§ Stored data entries
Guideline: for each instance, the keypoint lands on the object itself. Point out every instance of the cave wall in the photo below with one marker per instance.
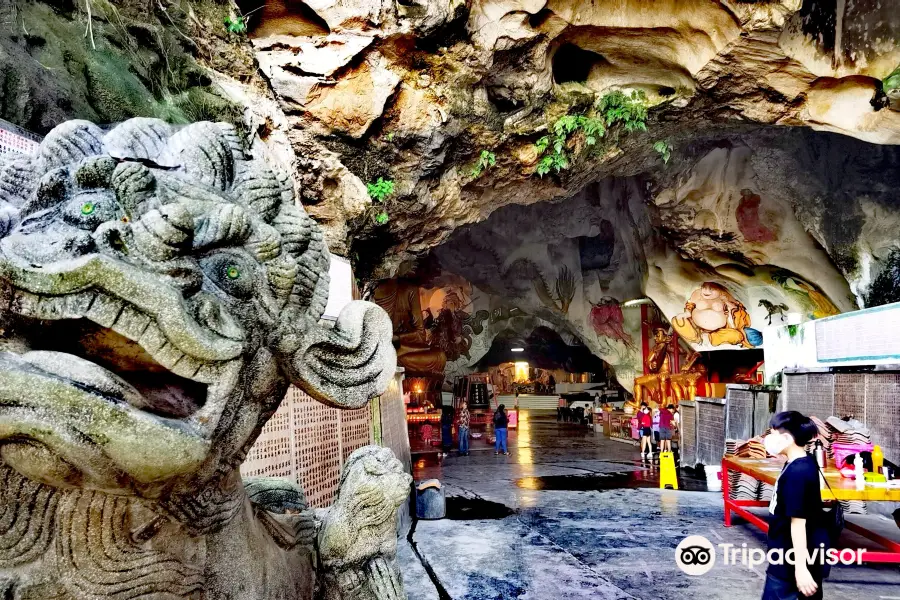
(720, 229)
(345, 92)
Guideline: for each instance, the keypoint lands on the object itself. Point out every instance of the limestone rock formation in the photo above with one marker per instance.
(493, 76)
(160, 289)
(760, 139)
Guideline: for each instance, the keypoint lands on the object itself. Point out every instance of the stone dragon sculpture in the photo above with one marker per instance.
(159, 291)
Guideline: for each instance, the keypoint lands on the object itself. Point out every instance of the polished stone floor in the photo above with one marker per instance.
(573, 515)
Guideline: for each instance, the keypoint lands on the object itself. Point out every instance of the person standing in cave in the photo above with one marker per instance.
(665, 428)
(501, 422)
(446, 429)
(464, 420)
(645, 423)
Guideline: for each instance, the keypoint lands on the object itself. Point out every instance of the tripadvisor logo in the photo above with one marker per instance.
(696, 555)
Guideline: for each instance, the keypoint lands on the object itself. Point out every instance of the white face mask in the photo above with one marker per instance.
(775, 443)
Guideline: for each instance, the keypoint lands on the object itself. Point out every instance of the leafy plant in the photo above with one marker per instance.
(381, 189)
(630, 110)
(235, 24)
(486, 160)
(615, 109)
(554, 147)
(665, 150)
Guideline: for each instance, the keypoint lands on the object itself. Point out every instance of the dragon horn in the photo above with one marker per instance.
(347, 365)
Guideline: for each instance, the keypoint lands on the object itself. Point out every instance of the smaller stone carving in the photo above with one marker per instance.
(358, 536)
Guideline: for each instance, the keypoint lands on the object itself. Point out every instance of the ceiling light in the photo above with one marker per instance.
(637, 302)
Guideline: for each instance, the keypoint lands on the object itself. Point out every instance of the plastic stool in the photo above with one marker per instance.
(430, 500)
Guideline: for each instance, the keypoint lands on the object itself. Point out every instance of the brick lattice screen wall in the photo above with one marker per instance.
(308, 442)
(14, 140)
(710, 432)
(688, 439)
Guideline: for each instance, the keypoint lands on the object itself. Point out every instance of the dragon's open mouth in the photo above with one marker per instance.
(118, 367)
(108, 387)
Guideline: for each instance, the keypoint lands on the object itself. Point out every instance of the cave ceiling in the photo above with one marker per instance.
(765, 164)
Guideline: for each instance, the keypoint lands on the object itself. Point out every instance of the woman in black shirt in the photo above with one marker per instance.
(796, 512)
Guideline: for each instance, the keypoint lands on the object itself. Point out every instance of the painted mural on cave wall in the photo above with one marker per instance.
(721, 255)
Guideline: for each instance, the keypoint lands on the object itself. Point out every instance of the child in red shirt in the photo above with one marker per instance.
(645, 424)
(665, 428)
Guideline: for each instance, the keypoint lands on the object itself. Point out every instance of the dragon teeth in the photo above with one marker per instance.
(105, 310)
(187, 367)
(108, 311)
(168, 356)
(152, 339)
(207, 373)
(77, 304)
(25, 303)
(131, 323)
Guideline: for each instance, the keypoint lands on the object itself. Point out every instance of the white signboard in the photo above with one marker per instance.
(340, 290)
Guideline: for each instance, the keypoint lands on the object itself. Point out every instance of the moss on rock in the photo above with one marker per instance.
(130, 62)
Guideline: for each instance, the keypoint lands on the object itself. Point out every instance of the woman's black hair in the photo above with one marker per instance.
(801, 427)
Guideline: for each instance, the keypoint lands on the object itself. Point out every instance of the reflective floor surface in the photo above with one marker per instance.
(571, 514)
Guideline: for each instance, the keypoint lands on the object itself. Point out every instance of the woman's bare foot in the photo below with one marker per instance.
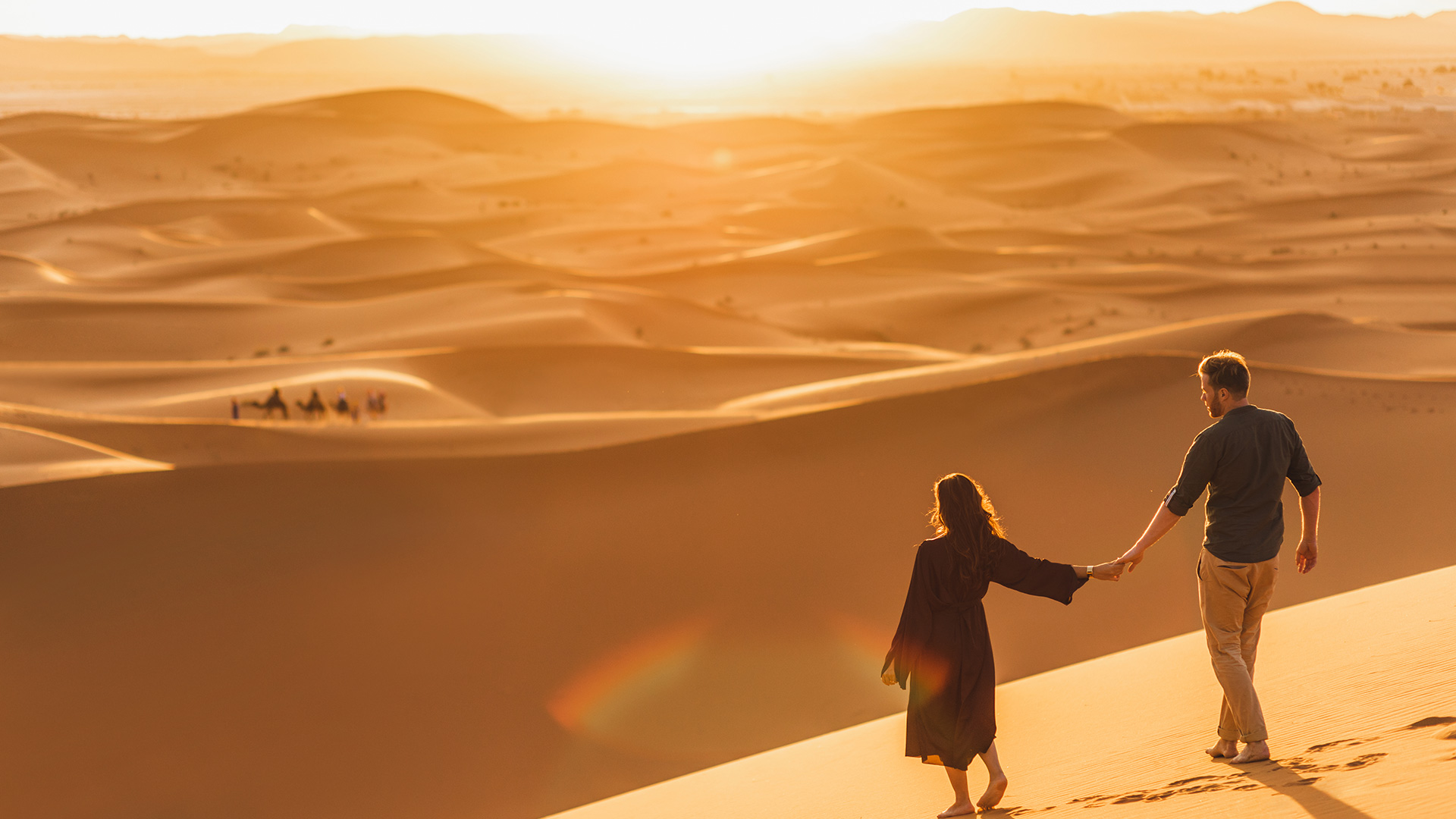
(1253, 752)
(959, 809)
(995, 790)
(1223, 748)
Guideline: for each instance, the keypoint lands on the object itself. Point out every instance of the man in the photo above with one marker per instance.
(1242, 460)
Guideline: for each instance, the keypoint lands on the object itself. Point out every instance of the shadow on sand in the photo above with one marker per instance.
(1313, 800)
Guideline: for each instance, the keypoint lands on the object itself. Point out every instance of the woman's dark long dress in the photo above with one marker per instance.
(944, 651)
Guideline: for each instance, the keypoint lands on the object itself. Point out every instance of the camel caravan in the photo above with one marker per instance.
(375, 406)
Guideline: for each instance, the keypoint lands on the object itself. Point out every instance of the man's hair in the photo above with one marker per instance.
(1226, 369)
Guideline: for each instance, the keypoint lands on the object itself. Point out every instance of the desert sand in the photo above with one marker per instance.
(1359, 689)
(663, 413)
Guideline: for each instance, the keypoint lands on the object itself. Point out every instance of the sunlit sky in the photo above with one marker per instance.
(650, 33)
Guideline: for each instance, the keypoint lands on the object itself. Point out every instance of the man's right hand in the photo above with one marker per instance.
(1307, 556)
(1131, 557)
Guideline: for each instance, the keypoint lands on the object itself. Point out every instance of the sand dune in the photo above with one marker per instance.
(1357, 703)
(663, 407)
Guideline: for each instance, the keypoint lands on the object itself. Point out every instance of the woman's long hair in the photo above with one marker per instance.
(965, 516)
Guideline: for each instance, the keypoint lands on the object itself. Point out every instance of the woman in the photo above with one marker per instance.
(943, 648)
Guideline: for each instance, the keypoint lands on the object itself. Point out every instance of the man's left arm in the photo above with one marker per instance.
(1308, 551)
(1307, 483)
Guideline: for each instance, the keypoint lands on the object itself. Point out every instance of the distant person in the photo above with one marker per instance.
(273, 403)
(943, 648)
(1244, 461)
(315, 407)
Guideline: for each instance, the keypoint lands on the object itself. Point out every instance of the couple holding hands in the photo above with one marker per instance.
(943, 649)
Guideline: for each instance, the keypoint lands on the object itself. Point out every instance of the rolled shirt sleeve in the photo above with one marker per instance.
(1301, 472)
(1194, 479)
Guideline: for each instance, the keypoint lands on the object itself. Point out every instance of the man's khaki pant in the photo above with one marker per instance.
(1234, 598)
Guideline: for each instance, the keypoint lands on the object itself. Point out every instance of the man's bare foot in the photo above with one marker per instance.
(959, 809)
(995, 790)
(1223, 748)
(1253, 752)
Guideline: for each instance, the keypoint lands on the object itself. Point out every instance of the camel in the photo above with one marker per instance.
(273, 403)
(315, 407)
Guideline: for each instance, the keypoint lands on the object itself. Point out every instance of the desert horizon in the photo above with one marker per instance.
(457, 426)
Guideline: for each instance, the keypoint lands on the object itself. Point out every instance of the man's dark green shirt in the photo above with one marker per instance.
(1244, 460)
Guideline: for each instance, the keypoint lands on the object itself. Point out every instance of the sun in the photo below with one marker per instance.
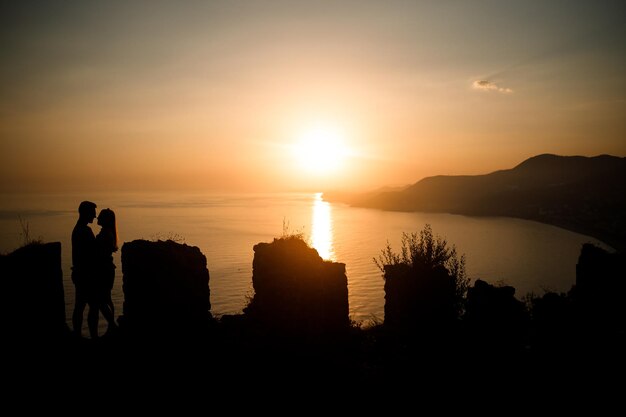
(320, 150)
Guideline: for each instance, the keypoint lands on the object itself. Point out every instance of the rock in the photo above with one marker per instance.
(33, 301)
(296, 291)
(166, 289)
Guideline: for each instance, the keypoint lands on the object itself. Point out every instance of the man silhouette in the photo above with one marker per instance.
(83, 259)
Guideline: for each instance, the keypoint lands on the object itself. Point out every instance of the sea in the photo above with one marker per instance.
(530, 256)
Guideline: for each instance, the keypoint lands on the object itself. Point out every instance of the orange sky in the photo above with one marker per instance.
(216, 95)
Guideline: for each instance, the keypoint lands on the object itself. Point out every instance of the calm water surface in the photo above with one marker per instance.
(528, 255)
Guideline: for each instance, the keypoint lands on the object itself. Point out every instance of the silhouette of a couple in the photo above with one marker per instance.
(93, 270)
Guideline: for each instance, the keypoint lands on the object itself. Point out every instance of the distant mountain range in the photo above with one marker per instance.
(583, 194)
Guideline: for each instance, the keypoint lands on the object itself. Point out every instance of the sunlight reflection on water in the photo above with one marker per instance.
(322, 228)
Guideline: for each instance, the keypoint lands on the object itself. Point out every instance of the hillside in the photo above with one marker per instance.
(584, 194)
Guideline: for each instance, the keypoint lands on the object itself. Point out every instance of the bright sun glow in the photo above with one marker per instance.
(320, 150)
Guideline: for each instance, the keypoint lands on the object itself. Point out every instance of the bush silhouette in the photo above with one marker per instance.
(425, 284)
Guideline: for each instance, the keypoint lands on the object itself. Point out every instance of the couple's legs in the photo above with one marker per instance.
(92, 317)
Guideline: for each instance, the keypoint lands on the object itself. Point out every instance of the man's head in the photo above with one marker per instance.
(87, 211)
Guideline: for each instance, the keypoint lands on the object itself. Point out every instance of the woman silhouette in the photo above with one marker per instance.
(106, 244)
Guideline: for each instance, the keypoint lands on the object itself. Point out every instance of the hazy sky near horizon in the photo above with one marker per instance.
(218, 95)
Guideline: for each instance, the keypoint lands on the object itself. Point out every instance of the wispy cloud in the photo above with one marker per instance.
(484, 85)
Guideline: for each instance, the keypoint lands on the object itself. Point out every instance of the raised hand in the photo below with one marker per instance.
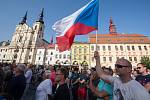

§ Exercise aim
Your answer must be the lines from the one containing "of the hazy" through the last line of the records, copied exactly, with no pictures.

§ Your response
Guideline: for each instance, the keypoint lands on the object itself. Point out every instance of the hazy sky near horizon in the photo above with one marker per instance.
(218, 95)
Guideline: for each instance, the keypoint lands on the object itself. Point out every instance of the wispy cloud in the photo above with one marker per instance.
(484, 85)
Guideline: for each instance, the keypoint lands on the object itself. Point out every instance of the raised hand in the photo below with one marker per instance.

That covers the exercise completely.